__Written exercise__
Put the lines below, from the one containing "of the table" through the end, into a two-column CSV headed text and answer, with one row for each piece of wording and its answer. Write each field as a single quoted value, turning line breaks into spaces.

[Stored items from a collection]
----

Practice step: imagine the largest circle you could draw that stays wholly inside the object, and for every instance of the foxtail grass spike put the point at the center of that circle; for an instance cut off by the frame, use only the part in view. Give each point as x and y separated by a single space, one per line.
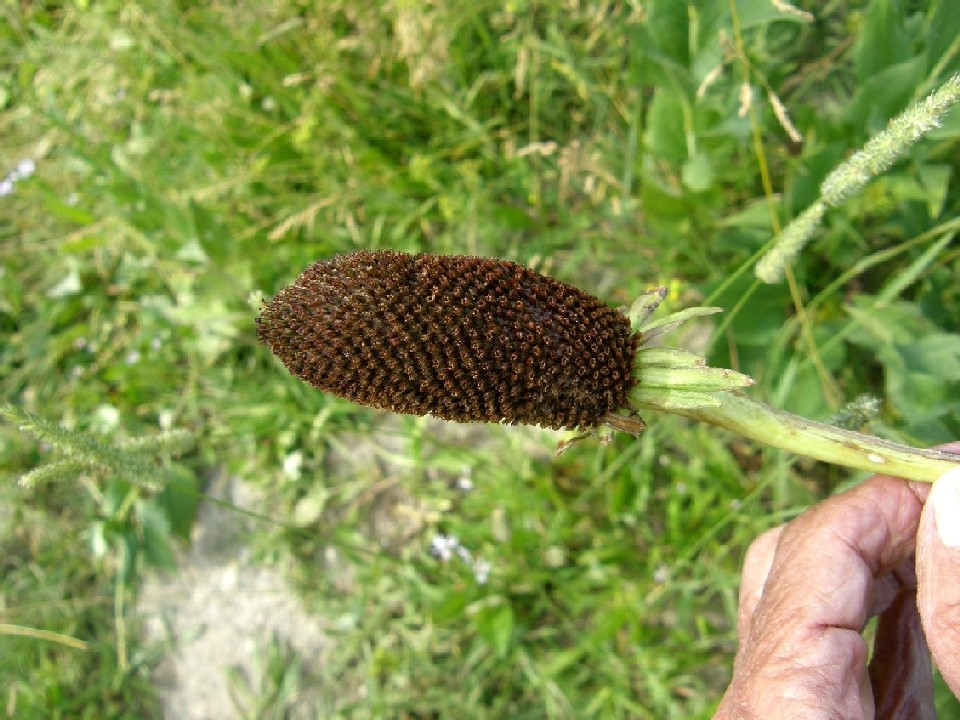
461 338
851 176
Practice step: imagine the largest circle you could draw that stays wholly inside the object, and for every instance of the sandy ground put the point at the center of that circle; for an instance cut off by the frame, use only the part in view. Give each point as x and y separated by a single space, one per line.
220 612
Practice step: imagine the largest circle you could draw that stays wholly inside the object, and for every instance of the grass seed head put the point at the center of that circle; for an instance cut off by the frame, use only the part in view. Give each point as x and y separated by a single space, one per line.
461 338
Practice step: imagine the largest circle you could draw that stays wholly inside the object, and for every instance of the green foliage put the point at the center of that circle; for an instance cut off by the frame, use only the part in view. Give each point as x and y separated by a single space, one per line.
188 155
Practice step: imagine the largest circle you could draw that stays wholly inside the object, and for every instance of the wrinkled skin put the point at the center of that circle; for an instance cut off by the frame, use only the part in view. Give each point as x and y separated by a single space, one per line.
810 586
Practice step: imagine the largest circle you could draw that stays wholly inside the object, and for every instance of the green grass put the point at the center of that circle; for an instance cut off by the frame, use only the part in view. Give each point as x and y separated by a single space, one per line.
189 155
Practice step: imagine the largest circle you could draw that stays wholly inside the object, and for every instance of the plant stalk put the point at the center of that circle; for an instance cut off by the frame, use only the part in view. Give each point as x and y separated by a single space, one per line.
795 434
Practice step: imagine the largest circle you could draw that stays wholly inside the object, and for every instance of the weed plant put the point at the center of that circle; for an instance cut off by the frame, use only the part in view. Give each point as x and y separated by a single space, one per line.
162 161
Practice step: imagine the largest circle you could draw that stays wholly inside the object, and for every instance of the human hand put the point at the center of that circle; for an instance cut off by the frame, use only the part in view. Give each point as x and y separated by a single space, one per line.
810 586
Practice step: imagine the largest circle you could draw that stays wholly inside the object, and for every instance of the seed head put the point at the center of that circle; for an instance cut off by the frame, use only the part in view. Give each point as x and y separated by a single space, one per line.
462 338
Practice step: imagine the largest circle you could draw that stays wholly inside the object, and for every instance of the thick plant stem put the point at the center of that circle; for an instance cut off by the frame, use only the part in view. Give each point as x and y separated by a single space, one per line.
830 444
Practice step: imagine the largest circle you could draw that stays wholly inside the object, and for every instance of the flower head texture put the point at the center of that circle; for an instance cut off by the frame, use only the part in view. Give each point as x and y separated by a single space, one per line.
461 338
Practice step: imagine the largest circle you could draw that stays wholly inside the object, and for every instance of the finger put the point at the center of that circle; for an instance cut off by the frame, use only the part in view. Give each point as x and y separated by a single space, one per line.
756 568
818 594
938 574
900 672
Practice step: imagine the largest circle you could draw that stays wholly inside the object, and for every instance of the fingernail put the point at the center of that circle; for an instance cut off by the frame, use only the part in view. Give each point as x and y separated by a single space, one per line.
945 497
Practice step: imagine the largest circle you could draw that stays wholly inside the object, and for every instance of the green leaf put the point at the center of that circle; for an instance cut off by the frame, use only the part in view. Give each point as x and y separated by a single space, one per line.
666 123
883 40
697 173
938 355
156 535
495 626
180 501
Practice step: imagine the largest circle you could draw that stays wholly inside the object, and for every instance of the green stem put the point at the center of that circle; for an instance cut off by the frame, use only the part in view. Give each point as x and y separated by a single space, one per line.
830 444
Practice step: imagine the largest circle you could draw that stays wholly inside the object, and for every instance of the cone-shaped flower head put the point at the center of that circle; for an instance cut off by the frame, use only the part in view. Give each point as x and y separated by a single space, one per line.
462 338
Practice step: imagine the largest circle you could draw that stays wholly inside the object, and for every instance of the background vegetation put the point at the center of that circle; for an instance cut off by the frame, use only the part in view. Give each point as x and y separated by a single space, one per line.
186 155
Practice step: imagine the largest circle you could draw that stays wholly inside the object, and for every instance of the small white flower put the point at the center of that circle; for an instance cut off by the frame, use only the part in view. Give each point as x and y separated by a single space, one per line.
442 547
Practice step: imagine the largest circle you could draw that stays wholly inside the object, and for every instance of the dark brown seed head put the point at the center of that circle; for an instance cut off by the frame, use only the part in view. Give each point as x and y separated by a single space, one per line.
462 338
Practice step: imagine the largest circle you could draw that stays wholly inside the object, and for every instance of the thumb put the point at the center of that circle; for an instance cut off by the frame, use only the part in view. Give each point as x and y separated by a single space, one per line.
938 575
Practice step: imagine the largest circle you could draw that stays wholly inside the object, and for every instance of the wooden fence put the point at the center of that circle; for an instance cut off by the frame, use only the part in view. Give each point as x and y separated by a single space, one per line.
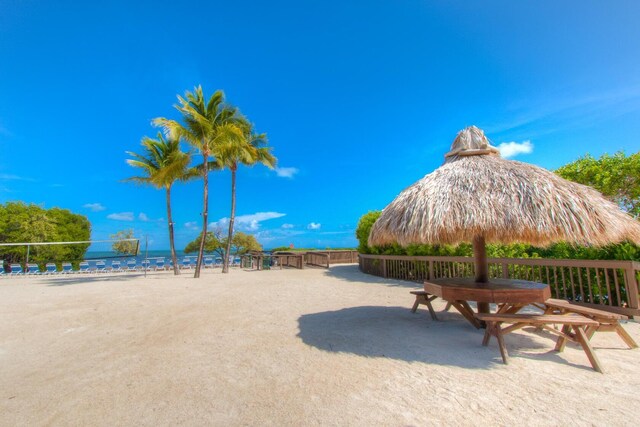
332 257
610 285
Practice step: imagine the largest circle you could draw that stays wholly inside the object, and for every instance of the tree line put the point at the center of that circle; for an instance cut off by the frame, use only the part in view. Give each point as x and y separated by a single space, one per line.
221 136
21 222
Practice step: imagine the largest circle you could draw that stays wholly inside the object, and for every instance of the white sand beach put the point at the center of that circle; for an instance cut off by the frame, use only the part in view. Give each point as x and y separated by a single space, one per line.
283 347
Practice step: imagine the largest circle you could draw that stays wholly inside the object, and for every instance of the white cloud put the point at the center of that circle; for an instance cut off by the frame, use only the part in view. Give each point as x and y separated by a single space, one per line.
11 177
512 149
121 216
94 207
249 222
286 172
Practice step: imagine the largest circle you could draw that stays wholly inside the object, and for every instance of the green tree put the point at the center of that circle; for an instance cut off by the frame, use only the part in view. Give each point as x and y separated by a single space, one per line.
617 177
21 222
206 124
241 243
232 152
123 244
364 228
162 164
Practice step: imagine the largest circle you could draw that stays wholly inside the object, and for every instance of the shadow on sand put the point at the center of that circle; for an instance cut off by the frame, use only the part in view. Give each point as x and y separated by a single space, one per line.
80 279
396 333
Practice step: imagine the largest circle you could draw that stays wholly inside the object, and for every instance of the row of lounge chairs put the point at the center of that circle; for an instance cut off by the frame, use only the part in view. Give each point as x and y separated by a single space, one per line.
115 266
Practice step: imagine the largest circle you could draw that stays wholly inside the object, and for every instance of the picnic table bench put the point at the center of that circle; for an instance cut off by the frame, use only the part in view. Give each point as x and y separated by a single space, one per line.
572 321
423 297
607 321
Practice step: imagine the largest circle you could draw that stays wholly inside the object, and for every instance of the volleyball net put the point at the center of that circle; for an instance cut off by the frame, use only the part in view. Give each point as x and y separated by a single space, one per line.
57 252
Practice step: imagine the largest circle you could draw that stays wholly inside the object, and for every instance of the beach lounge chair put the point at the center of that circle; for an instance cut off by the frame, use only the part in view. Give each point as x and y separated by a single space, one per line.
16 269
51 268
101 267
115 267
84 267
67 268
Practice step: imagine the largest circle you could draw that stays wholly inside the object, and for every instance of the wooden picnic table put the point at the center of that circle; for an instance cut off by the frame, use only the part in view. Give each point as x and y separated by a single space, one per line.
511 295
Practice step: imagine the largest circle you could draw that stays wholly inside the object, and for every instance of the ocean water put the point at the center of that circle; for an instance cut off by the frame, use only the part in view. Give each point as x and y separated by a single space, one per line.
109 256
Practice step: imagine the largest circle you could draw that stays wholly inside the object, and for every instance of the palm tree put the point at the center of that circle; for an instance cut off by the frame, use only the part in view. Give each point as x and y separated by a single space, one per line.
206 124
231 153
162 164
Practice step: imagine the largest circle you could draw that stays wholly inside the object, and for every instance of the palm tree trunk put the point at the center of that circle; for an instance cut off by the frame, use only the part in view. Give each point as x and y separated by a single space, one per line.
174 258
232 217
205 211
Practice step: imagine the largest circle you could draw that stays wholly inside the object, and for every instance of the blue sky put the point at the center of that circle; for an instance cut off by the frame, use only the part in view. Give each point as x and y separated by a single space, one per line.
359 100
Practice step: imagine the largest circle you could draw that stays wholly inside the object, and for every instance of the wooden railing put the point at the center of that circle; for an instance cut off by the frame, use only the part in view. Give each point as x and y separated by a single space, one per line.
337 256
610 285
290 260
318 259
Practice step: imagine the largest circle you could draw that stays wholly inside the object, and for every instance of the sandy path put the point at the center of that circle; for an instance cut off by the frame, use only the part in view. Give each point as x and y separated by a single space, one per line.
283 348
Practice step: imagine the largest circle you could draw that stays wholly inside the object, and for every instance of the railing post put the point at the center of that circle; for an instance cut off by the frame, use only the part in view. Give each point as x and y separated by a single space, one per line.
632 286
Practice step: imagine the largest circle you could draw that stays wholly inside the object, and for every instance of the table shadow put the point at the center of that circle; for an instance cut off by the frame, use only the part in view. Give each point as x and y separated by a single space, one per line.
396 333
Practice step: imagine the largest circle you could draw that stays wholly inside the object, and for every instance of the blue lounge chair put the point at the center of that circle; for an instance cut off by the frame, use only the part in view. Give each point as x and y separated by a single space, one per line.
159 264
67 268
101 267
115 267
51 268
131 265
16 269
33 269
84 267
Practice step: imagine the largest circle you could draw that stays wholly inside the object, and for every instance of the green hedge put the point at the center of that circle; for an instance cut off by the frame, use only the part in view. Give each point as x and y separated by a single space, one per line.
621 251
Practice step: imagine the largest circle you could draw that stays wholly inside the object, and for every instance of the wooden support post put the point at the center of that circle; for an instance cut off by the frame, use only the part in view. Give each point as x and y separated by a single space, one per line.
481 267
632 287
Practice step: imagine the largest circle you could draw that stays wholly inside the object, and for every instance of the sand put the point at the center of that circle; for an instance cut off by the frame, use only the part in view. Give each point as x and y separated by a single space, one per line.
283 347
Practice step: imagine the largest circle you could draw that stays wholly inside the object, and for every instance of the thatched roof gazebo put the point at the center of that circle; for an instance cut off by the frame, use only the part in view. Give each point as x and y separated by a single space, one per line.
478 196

----

__Response to the task__
text,answer
"Practice step: imagine the largest circle you could draw that stays wholly inside the object, and for every instance of the table shadow put the point at the center of that circle; for an instance cut off by the frame, use only the part in view. Give each point as x and y separated by a single space, one per line.","396 333"
"Practice step: imagine the largest circle you could draw that stays wholly inside the object, and for every instance of the blue lounge chair put the point at the center of that circle; for an instance cut off by the frame, use only the part in view. Give each point as x and y separated by a single space, one per line.","159 264 67 268 101 267 115 267 51 268 131 265 16 269 33 269 84 267"
"Practice step: imagine the largest circle you could draw that stays wholly inside the object, and for every instance of the green hedge put the point at the center of that circle; for an instance cut off by the frame, use only the part in view. Give each point as x and y separated by a single space, one per line.","621 251"
"Practice step: imagine the largest circle you could draw that stays wholly inside the object, and for every instance of the wooden support post put the point at the center of that circle; for an instance cut off by the frame, use only the part in view. Give each point as x and y separated by a single space, one per line.","481 267 632 287"
"Practice step: imagine the largest circle you could draw that stays wholly inside the object, and for every instance of the sand put the point at the center of that circle; for an instance cut off by the frame, use only the part in view. Give each point as x and y separated by a single space, one per line.","283 347"
"Practice step: imagine the largest circle you could draw that stays wholly inside the object, and for every instance of the thatched roof gazebo put the point at the center of that circle; for an instance cut off by the frame, use only the part in view. Give each point as x and y separated by a single space, one per line.","478 196"